▸ **TASK BRIEF**
Reproduce exactly the line in which "Pick out each instance of the red tractor" occurs and all the lines after it, ending with the last line.

▸ **AVAILABLE DATA**
====================

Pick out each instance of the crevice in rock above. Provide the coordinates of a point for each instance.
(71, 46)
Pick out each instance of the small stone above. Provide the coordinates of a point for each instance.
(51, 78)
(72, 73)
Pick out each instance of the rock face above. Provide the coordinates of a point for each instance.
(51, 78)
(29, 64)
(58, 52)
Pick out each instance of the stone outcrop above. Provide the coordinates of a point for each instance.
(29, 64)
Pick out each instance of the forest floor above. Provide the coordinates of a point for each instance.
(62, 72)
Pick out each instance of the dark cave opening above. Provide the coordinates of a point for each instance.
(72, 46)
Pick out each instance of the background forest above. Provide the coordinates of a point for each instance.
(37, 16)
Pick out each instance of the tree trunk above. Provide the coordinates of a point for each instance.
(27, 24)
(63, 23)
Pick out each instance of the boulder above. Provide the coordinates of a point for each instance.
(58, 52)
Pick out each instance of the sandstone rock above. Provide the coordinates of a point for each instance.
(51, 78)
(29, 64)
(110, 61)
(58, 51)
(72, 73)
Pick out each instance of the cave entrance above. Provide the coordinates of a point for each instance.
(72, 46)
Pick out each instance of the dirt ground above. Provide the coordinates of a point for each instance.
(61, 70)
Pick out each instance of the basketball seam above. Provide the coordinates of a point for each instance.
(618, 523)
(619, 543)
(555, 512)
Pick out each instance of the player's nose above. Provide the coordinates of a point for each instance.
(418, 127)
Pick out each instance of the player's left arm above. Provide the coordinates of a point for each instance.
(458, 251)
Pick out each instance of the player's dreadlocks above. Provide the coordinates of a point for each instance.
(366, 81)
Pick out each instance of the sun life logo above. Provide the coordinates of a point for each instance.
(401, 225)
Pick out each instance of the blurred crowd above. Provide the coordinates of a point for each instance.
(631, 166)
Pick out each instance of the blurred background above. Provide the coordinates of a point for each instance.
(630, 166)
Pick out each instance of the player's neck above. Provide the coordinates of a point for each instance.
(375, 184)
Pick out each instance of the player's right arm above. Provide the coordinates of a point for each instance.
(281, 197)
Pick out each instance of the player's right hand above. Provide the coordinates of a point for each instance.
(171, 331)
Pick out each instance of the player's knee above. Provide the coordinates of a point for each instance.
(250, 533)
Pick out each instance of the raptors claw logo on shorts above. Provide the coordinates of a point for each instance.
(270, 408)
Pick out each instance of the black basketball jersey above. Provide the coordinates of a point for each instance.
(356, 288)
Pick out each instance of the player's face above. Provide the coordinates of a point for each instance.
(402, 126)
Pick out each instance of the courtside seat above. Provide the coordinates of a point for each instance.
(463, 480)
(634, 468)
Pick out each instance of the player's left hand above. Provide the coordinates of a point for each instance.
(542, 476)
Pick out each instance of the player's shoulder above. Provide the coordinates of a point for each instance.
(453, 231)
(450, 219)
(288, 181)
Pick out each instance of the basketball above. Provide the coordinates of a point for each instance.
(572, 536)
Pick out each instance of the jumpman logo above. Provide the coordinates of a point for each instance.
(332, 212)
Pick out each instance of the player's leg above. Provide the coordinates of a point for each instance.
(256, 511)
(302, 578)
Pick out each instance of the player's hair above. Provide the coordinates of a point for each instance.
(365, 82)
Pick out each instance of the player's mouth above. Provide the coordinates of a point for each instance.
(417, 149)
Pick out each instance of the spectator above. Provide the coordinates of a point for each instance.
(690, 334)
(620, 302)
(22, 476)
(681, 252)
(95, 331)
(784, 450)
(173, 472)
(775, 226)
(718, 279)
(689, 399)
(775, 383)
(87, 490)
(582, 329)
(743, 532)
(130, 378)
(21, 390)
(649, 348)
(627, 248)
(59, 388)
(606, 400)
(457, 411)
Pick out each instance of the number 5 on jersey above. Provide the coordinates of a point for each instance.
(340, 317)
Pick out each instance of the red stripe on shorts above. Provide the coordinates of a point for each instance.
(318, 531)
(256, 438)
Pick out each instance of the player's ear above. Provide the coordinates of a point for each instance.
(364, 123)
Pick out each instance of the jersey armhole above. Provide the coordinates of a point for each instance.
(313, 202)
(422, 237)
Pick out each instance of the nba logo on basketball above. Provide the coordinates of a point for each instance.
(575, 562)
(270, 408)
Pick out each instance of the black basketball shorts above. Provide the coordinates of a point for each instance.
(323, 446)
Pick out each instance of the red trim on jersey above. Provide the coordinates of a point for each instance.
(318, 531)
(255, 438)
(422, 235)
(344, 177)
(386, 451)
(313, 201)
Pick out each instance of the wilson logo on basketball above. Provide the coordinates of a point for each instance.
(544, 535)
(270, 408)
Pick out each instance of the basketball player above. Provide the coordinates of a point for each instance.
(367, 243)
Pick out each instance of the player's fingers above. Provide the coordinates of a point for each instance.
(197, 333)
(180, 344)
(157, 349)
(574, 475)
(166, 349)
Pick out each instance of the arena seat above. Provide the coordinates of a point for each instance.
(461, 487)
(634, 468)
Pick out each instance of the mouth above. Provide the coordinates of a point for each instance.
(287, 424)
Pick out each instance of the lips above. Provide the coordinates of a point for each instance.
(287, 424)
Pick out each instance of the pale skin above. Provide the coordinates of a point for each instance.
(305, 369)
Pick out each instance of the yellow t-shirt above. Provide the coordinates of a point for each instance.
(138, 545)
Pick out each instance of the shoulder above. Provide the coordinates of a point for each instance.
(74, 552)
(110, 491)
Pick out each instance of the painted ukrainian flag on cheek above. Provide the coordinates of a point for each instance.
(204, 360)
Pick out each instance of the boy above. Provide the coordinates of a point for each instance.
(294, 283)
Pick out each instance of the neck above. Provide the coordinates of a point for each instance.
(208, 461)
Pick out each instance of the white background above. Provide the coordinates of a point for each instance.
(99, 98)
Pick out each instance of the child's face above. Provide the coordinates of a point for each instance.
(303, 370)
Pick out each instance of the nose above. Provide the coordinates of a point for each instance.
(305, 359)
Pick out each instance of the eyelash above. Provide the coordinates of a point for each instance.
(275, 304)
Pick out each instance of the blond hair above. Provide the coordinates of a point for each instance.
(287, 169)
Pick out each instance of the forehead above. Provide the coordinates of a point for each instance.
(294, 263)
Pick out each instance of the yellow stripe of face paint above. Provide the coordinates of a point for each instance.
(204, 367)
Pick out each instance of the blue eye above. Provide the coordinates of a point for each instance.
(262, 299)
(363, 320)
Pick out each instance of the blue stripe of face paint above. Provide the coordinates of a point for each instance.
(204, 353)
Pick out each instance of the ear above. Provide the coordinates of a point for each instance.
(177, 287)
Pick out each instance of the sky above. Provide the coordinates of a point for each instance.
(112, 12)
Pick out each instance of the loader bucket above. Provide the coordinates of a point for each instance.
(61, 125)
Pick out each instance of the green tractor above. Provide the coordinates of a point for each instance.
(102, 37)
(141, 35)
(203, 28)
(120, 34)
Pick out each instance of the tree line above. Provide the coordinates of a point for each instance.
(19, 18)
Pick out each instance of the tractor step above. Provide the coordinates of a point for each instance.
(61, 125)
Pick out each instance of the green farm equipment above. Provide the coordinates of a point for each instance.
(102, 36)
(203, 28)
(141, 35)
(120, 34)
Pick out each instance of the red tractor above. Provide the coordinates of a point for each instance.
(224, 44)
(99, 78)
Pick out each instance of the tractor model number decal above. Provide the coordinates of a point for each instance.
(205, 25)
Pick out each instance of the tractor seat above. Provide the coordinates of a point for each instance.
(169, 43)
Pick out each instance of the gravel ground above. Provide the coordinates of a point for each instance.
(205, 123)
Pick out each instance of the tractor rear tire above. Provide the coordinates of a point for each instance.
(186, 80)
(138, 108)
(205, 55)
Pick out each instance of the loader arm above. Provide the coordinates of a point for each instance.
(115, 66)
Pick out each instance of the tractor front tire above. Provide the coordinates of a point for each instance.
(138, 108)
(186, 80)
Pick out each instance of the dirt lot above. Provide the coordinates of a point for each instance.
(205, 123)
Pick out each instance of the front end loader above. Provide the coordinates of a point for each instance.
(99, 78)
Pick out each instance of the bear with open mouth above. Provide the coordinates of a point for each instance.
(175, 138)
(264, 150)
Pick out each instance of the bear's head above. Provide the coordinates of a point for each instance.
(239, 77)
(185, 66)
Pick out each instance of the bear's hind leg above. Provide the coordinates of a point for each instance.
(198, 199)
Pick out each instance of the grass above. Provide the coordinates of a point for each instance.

====================

▸ **EXERCISE OUTPUT**
Pick out each instance of the red tractor above. Provide the coordinates of a point for each instance.
(224, 44)
(99, 78)
Pick out each instance of the tractor model number decal above. Provide the coordinates of a point for each instance.
(205, 25)
Pick out each instance of the tractor seat above. Provide the coordinates of a point for each instance.
(169, 43)
Pick out each instance of the gravel ground above. Provide the coordinates of a point for each instance.
(205, 123)
Pick out each instance of the tractor rear tire above. Provide the coordinates of a point for each instance.
(186, 80)
(138, 108)
(205, 55)
Pick out each instance of the loader arm above. Provide the coordinates of a point for each instance.
(115, 66)
Pick out each instance of the tractor front tire above. Provide the coordinates of a point for each instance.
(138, 108)
(186, 80)
Pick out each instance of the dirt lot above. Provide the coordinates of a point for each instance.
(205, 123)
Pick out each instance of the front end loader above. Provide the coordinates of a point for each instance.
(99, 78)
Pick out each instance of the bear with open mouth above. Provide the coordinates of a point for each instance.
(175, 138)
(264, 150)
Pick out each instance of the bear's head above. Provide the coordinates of a point for each instance.
(239, 77)
(185, 66)
Pick out each instance of the bear's hind leg above. Provide the coordinates of a point for each instance.
(198, 199)
Pick out each instance of the grass above. Provide the coordinates of a point for each instance.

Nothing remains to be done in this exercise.